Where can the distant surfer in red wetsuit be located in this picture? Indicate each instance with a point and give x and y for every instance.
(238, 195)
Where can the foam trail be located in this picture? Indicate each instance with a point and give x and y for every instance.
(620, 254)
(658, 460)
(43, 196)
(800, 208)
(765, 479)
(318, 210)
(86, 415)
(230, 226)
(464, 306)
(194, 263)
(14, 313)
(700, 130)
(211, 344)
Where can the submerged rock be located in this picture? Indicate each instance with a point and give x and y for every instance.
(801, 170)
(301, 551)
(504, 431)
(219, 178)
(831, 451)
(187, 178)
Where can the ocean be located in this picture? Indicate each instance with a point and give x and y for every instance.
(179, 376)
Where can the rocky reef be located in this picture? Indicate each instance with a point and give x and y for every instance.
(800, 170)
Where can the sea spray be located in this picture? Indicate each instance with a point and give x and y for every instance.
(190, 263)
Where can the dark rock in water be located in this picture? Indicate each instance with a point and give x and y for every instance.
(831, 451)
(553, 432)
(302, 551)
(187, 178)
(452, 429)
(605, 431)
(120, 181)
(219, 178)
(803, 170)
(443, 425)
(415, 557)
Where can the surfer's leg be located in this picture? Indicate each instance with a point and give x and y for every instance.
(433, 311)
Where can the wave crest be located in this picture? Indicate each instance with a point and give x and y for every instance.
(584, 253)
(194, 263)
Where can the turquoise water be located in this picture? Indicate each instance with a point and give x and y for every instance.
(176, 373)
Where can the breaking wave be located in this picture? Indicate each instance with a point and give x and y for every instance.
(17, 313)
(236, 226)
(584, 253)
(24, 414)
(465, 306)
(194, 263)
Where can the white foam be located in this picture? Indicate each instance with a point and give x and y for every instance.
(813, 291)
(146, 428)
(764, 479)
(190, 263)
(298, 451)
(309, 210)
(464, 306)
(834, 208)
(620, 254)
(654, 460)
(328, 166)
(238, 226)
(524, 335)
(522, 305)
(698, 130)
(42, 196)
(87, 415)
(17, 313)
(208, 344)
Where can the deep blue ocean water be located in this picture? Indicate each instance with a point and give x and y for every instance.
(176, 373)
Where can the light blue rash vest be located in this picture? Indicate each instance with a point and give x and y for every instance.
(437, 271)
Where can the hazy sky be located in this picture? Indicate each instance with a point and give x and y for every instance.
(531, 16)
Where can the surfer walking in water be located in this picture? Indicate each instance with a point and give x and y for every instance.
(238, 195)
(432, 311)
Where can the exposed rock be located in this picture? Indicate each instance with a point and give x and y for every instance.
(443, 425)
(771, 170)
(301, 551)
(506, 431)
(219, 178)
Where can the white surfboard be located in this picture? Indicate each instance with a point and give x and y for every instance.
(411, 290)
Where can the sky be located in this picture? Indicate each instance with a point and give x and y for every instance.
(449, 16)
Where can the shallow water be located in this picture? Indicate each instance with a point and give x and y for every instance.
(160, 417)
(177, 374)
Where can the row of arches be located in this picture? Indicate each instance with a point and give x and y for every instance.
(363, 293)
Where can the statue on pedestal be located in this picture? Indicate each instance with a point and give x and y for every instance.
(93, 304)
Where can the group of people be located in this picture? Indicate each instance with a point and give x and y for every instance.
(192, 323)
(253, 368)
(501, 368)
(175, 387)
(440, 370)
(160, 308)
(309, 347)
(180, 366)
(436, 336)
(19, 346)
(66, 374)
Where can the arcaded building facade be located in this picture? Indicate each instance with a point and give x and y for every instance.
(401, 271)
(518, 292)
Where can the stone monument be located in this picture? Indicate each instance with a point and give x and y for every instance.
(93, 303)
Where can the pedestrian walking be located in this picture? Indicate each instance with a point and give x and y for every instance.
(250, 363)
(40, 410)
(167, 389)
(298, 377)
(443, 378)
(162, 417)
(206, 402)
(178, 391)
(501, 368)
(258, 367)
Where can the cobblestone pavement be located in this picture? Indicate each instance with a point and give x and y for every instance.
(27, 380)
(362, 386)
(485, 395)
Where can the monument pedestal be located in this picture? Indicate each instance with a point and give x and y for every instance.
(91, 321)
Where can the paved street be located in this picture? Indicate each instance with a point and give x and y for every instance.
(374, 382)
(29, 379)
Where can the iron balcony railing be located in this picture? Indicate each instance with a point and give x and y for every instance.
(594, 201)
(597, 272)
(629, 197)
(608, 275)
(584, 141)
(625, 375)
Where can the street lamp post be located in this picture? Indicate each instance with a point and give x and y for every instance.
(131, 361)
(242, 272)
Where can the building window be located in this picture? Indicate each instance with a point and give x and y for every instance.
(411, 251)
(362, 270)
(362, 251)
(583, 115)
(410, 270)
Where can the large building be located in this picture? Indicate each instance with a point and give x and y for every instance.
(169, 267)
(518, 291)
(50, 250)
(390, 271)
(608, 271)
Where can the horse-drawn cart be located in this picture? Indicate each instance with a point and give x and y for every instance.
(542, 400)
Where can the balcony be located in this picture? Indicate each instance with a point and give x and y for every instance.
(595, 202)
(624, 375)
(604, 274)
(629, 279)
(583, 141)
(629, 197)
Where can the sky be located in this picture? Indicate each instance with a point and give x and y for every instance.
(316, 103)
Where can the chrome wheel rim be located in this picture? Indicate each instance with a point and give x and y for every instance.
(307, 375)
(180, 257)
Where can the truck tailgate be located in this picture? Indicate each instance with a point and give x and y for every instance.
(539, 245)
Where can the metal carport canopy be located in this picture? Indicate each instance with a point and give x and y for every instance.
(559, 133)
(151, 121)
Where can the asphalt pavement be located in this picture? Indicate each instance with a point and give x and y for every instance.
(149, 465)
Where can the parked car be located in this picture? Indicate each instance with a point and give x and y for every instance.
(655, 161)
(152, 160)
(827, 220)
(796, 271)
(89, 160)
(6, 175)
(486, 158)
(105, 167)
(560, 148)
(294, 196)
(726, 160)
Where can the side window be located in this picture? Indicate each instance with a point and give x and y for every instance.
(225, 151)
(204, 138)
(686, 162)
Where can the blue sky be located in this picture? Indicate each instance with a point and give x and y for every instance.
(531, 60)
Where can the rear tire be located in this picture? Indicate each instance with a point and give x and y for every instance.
********
Write the entire listing out again, word for word.

Where can the distant surfer in red wetsuit be located in this picture? Indicate each instance with a point and give x and y for every instance.
(238, 195)
Where can the foam trail be located in this picture? Indicate each instance with a point and give x and y for every instance.
(620, 254)
(658, 460)
(43, 196)
(800, 208)
(765, 479)
(318, 210)
(86, 415)
(230, 226)
(464, 306)
(194, 263)
(14, 313)
(700, 130)
(211, 344)
Where can the submerged rock be located in this picture? Indicate each instance with a point and give x and y for every instance.
(801, 170)
(301, 551)
(504, 431)
(219, 178)
(831, 451)
(187, 178)
Where can the ocean be located in this picture? Indicate each instance with a point and give x and y for every instance.
(179, 376)
Where can the rocky reef be located in this picture? Indicate each instance with a point and give x and y for every instance.
(800, 170)
Where can the sea spray be located in this picture? Indicate each instance with a point and give x and y for every instance.
(190, 263)
Where can the dark rock in water be located in this picture? Indicate each instance with a point and give x and y for every instance.
(831, 451)
(553, 432)
(302, 551)
(187, 178)
(452, 429)
(605, 431)
(120, 181)
(219, 178)
(803, 170)
(443, 425)
(415, 557)
Where can the surfer's leg be located in this picture? Indicate each instance with a point and give x and y for every instance.
(433, 311)
Where can the wave crest be located in this picture? Indicate each instance with a point and give x and y for every instance.
(584, 253)
(194, 263)
Where can the turquoise water be located in this picture? Indicate each instance with a point and give x and y for every instance.
(176, 373)
Where can the breaking wave be located in this picture? Indicate each instance with a point and give x and y for every instance.
(17, 313)
(236, 226)
(584, 253)
(24, 414)
(465, 306)
(194, 263)
Where can the white foam be located in this picture? Indicate each instance with a point and give x and y for every instance.
(813, 291)
(146, 428)
(764, 479)
(190, 263)
(298, 451)
(309, 210)
(464, 306)
(834, 208)
(620, 254)
(654, 460)
(328, 166)
(238, 226)
(524, 335)
(522, 305)
(698, 130)
(42, 196)
(87, 415)
(17, 313)
(208, 344)
Where can the deep blue ocean water be located in this picture? Indicate each instance with a point and give x and y for every instance.
(176, 373)
Where can the light blue rash vest be located in this picture? Indicate each instance with a point and give x and y for every instance.
(437, 271)
Where can the hazy sky be located in this picture? Indicate each instance with a point and give x and y for every instance.
(531, 16)
Where can the surfer walking in water be located in this picture? Indicate each instance with a point and give x and y for every instance.
(238, 195)
(432, 311)
Where can the exposed rock be located in this picture? Indicate each instance with a point and give x and y for every instance.
(443, 425)
(771, 170)
(301, 551)
(506, 431)
(219, 178)
Where can the white surfboard be located in this picture? Indicate each instance with a point and give x and y for every instance.
(411, 290)
Where can the sky be located in this picture? Indicate each instance with a point and give x and y for every instance.
(449, 16)
Where can the shallow water be located in this picture? Indicate each instance with a point and give x and y for every instance.
(160, 417)
(177, 374)
Where can the row of arches be located in this picture? Indicate each instance with a point and give x and y for every instance.
(363, 293)
Where can the statue on pedestal be located in this picture? Indicate each instance with a point and give x and y for every instance.
(93, 304)
Where can the group of people be located in this picture? Indicate each instance with a point and give x and y for every instance.
(192, 323)
(253, 368)
(501, 368)
(175, 387)
(440, 370)
(160, 308)
(309, 347)
(180, 366)
(436, 336)
(19, 346)
(66, 374)
Where can the arcaded building facade be located in this picture? Indicate each instance with a point and give x and y for every instance.
(401, 271)
(518, 292)
Where can the stone monument be located in this picture? Indicate each instance with a point and give x and y for every instance.
(93, 303)
Where can the pedestrian walking be located in this picture? Indicate each instance with a point and give x and y for every instance.
(250, 363)
(40, 410)
(167, 389)
(298, 377)
(443, 378)
(162, 417)
(206, 402)
(178, 391)
(501, 368)
(258, 367)
Where can the cobblestone pavement be located in this picture? Indicate each instance with a point and give x and y for every instance.
(27, 380)
(362, 386)
(485, 395)
Where can the monument pedestal be located in this picture? Indicate each instance with a point and give x and y for every instance.
(91, 321)
Where can the paved street be located in this picture? Indicate each instance with a point and give x and y for every instance.
(374, 382)
(29, 379)
Where can the iron balcony railing be located in this picture? Indicate each instance with a point and give x and y for every instance.
(594, 201)
(597, 272)
(629, 197)
(608, 275)
(584, 141)
(625, 375)
Where can the street lamp post be located in this picture? Indicate each instance with a point and give x and y for every instance.
(131, 361)
(242, 272)
Where can the building window be located in this picture? Indicate each instance with a point and give x and y for every instance.
(411, 251)
(362, 270)
(362, 251)
(583, 115)
(410, 270)
Where can the large building be located in this picture? Indicate each instance with a point and give x and y for every instance.
(169, 267)
(518, 291)
(50, 250)
(390, 271)
(608, 271)
Where can the horse-drawn cart be located in this picture? Indicate each instance with a point and give x and y for every instance.
(542, 400)
Where can the balcony be located in this picture? Indicate each instance with a point and give x and y for every instance.
(595, 202)
(624, 375)
(604, 274)
(629, 279)
(583, 141)
(629, 197)
Where can the sky be located in this picture? Indicate each instance with a point and give x and y for every instance.
(316, 103)
Where can the chrome wheel rim be located in this picture? Indicate each instance with a point and give x and y for every instance.
(307, 375)
(180, 257)
Where can the truck tailgate be located in this picture? Indicate each instance with a point and give x and y for every instance.
(539, 245)
Where can the metal carport canopy be located in this picture? Indicate each instance with a point and give x and y for every instance.
(559, 133)
(151, 121)
Where can the asphalt pavement be located in this picture? Indicate each instance with a point and give x and y for every instance.
(149, 465)
Where can the parked car be located in this picture? Indicate each instance with a point and give x and y for every instance.
(655, 161)
(152, 160)
(827, 220)
(796, 271)
(89, 160)
(6, 175)
(486, 158)
(105, 167)
(560, 148)
(294, 196)
(726, 160)
Where can the side window be located in this picture? Indicate each instance with a point and give x and y for every instance.
(225, 151)
(204, 138)
(686, 162)
Where can the blue sky be located in this picture? Indicate each instance with a point and give x and y for every instance.
(531, 60)
Where can the rear tire be located in this picture? Indicate each instance with a point and give x and y for every instance.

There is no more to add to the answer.